#### EXTRAIT FOURNI
Les gradés qui ont osé intervenir ont été éconduits par l'A.L.N. ou sanctionnés
par leurs supérieurs. Où sont leurs témoignages? Où sont les protestations
indignées des intellectuels français? Où sont les responsabilités politiques?
Qui en dernier ressort, est coupable de cette lâcheté ? Il y a eu tous ceux qui
savaient fort bien ce que les Accords d'Evian signifiaient, et
que la même
stratégie payante employée par les fellaghas pendant la guerre
serait encore amplifiée après la guerre. Il y a eu tous ces supplices, ces viols
; et les Tricot, Foccart, Foyer, Sanguinetti, Joxe et autres
Fouché
qui dormaient bien, avec la conscience du devoir accompli :
il faudra bien un jour les voir convoqués
au tribunal de
l'Histoire. Il faudra bien demander un jour des comptes
à l'ombre de celui qui fut l'un des plus ardents défenseurs de
l'Algérie française avant d'en être le pitoyable renégat vedette, et qui
écrivait, entre autres, le 20 décembre 1957, dans son
Courrier de la colère:
Que les
Algériens sachent surtout que l'abandon de la souveraineté française en Algérie
est un acte illégitime, c'est-à-dire qu’il met ceux qui le commettent et qui
l’accomplissent, hors la loi, et ceux qui s'y opposent, quel que soit le moyen
employé, en état de légitime défense
(20
décembre 1957).
Aujourd'hui, le président Chirac dénonce les massacres frappant les
militaires comme les civils qui laisseront pour
toujours l'empreinte de la barbarie.
C'est
bien, mais était-ce bien opportun de désigner l'ancien porteur de valises
Hervé
Bourges,
président de « l'Année de l'Algérie en France » ?
Etait-ce
bien augurer d'une mémoire apaisée que de serrer la main de Yacef Saadi
et de Zorah Driss à Alger?
Est-il
bien avisé de demander aux préfets de continuer à honorer le 19 mars comme date
commémorative de la guerre d'Algérie ?
Nous
aimerions que les paroles d'un politique soient pour une fois suivis d'actes, et
que toute ambiguïté soit balayée. Et que pour naisse enfin la mémoire immense
des musulmans fidèles à l'Algérie française. Ces musulmans représentent le plus
grand déni de la mémoire dans toute cette guerre d'Algérie, en amont et en aval
de cette guerre.

#### ÉNONCÉ A
Redimensionnez toutes les lignes, depuis celle qui contient « Where can the gray » jusqu'à la dernière ligne fournie, ces deux bornes comprises. Reproduisez-les intégralement, consignes incluses, en multipliant chaque coordonnée des réponses par 2,4 et en arrondissant à l'entier le plus proche, les demis vers le haut.
L'extrait ci-dessus et les lignes ci-dessous proviennent de sources distinctes.

#### DONNÉES FOURNIES
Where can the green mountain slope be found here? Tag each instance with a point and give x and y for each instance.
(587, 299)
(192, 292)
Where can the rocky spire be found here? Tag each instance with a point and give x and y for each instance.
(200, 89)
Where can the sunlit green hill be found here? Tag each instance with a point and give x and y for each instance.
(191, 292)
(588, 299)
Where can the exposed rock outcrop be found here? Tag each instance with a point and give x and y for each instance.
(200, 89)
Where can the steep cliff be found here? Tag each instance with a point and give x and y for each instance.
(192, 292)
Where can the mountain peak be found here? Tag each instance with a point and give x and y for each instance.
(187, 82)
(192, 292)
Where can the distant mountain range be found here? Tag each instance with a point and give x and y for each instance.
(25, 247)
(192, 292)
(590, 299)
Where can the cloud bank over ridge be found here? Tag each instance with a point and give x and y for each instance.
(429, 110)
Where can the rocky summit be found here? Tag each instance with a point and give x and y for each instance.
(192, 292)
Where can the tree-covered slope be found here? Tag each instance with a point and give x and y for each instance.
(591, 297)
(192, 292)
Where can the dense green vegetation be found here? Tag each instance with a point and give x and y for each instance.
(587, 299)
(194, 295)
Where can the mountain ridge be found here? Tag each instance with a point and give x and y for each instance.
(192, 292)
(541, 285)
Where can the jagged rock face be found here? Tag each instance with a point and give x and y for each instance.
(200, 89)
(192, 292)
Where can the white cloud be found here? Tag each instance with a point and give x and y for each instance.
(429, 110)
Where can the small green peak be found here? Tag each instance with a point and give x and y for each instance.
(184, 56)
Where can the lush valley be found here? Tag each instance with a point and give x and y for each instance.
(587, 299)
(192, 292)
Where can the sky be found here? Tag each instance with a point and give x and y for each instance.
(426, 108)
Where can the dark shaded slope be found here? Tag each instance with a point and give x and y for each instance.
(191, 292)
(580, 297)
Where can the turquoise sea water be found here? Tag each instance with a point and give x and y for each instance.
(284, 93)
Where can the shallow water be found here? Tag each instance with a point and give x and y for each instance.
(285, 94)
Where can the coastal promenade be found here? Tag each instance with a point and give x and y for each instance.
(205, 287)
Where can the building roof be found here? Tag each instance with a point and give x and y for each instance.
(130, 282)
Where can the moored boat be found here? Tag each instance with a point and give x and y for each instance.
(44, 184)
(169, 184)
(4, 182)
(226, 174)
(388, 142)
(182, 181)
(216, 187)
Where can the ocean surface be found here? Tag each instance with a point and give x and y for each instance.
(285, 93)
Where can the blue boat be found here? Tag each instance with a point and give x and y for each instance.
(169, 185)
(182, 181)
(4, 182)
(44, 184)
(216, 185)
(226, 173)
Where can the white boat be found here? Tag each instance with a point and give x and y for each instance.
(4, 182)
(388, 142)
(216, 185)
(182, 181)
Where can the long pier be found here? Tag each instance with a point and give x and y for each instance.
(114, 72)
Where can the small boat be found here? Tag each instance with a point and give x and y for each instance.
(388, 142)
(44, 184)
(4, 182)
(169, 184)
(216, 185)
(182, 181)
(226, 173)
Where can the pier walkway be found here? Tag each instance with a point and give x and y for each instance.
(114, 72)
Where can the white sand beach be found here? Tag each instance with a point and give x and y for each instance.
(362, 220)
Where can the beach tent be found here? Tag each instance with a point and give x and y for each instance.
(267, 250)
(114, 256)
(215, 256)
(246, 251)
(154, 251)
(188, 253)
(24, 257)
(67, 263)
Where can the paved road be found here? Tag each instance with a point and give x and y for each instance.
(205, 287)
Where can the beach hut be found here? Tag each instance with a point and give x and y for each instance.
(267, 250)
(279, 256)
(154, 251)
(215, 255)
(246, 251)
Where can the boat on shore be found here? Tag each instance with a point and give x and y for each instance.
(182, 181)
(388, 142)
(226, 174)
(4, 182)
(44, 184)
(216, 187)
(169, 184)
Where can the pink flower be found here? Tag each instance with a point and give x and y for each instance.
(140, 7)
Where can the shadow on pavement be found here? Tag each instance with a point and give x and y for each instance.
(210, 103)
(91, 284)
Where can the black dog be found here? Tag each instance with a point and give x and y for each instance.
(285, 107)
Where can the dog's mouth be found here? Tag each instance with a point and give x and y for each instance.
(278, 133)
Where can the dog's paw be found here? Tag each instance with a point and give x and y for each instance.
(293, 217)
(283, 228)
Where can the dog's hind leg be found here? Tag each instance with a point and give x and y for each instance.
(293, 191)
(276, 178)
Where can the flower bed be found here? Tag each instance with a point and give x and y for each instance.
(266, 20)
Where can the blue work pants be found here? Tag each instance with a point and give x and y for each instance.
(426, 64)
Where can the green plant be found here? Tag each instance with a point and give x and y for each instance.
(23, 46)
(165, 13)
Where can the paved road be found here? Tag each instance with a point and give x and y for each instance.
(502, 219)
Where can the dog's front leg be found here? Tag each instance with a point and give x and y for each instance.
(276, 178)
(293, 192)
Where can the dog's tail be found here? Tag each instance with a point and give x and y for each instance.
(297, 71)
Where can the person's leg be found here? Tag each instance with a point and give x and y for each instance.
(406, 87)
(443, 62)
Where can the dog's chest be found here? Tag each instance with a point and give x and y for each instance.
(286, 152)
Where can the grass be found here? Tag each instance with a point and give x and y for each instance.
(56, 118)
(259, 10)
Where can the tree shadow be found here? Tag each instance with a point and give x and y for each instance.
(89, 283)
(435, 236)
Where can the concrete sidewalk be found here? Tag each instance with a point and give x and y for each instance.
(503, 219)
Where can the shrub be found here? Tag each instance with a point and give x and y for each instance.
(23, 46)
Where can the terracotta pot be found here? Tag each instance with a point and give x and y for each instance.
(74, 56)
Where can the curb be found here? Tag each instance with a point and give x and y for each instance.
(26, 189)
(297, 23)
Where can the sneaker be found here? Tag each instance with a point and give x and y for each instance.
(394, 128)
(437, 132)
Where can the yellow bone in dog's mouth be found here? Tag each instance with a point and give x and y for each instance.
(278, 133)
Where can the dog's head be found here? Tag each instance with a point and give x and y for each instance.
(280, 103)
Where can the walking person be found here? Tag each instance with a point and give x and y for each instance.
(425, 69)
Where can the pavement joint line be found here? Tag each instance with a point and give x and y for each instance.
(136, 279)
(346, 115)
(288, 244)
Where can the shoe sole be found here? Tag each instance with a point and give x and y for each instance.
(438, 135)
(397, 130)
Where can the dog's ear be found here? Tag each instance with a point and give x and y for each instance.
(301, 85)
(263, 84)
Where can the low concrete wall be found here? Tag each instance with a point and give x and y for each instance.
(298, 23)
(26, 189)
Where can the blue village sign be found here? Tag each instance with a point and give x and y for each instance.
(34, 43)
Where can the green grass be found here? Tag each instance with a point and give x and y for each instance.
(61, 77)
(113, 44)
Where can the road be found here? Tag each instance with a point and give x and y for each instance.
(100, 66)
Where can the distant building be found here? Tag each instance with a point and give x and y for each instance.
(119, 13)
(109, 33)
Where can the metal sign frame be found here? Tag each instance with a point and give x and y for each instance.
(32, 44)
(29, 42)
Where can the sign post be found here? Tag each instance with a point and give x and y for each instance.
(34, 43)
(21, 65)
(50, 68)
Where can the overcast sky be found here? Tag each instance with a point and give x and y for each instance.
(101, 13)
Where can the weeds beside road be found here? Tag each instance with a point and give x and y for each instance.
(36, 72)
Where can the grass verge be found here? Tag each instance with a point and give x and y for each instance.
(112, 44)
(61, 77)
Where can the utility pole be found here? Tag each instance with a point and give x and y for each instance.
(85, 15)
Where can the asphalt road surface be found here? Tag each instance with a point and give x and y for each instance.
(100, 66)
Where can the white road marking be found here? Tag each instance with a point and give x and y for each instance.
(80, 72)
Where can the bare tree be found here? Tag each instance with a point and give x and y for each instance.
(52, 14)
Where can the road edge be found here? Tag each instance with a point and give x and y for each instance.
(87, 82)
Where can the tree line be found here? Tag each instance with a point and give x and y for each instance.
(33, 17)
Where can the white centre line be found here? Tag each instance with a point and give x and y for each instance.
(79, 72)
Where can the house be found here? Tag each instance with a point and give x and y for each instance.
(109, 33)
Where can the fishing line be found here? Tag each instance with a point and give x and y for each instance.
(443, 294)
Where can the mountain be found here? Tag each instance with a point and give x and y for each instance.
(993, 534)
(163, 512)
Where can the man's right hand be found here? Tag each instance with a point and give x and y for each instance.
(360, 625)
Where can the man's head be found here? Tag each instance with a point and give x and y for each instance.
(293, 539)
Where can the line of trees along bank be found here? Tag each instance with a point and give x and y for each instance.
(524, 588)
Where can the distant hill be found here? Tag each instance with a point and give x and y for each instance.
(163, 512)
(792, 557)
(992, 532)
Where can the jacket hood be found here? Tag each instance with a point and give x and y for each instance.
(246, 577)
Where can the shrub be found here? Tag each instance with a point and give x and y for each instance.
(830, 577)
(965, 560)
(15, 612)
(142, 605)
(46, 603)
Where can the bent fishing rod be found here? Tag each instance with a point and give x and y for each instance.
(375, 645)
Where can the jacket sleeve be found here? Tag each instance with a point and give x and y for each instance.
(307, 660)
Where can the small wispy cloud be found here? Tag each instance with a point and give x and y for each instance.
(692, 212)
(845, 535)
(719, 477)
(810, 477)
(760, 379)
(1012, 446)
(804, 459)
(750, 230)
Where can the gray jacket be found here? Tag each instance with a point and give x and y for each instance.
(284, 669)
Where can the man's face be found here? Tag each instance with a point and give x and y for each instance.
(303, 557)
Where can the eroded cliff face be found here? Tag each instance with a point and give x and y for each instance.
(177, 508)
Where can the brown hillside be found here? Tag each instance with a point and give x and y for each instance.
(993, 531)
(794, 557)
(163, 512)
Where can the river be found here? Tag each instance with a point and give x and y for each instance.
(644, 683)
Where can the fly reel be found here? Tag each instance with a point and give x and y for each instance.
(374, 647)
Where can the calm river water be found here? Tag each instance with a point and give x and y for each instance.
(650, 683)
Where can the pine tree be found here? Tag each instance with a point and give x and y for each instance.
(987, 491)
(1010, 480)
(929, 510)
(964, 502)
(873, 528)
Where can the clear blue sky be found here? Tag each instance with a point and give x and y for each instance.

#### ÉNONCÉ B
Transcrivez le passage de l'extrait qui commence à « Aujourd'hui, le président » et se termine à « Driss à Alger? », sans rien y changer.

#### RÉPONSE COMPLÈTE A
Where can the gray jacket be found here? Tag each instance with a point and give x and y for each instance.
(682, 1606)
Where can the man's face be found here? Tag each instance with a point and give x and y for each instance.
(727, 1337)
Where can the eroded cliff face be found here? Tag each instance with a point and give x and y for each instance.
(425, 1219)
Where can the brown hillside be found here? Tag each instance with a point and give x and y for each instance.
(2383, 1274)
(1906, 1337)
(391, 1229)
Where can the river be found here? Tag each instance with a point and give x and y for each instance.
(1546, 1639)
Where can the fly reel be found here? Tag each instance with a point and give x and y for each instance.
(898, 1553)
Where can the calm river water be found here? Tag each instance with a point and give x and y for each instance.
(1560, 1639)
Where can the pine tree be found here? Tag each instance with a point and give x and y for each instance.
(2369, 1178)
(2424, 1152)
(2230, 1224)
(2314, 1205)
(2095, 1267)
Where can the clear blue sky be found here? Tag each instance with a point and give x and y for each instance.

#### RÉPONSE COMPLÈTE B
Aujourd'hui, le président Chirac dénonce les massacres frappant les
militaires comme les civils qui laisseront pour
toujours l'empreinte de la barbarie.
C'est
bien, mais était-ce bien opportun de désigner l'ancien porteur de valises
Hervé
Bourges,
président de « l'Année de l'Algérie en France » ?
Etait-ce
bien augurer d'une mémoire apaisée que de serrer la main de Yacef Saadi
et de Zorah Driss à Alger?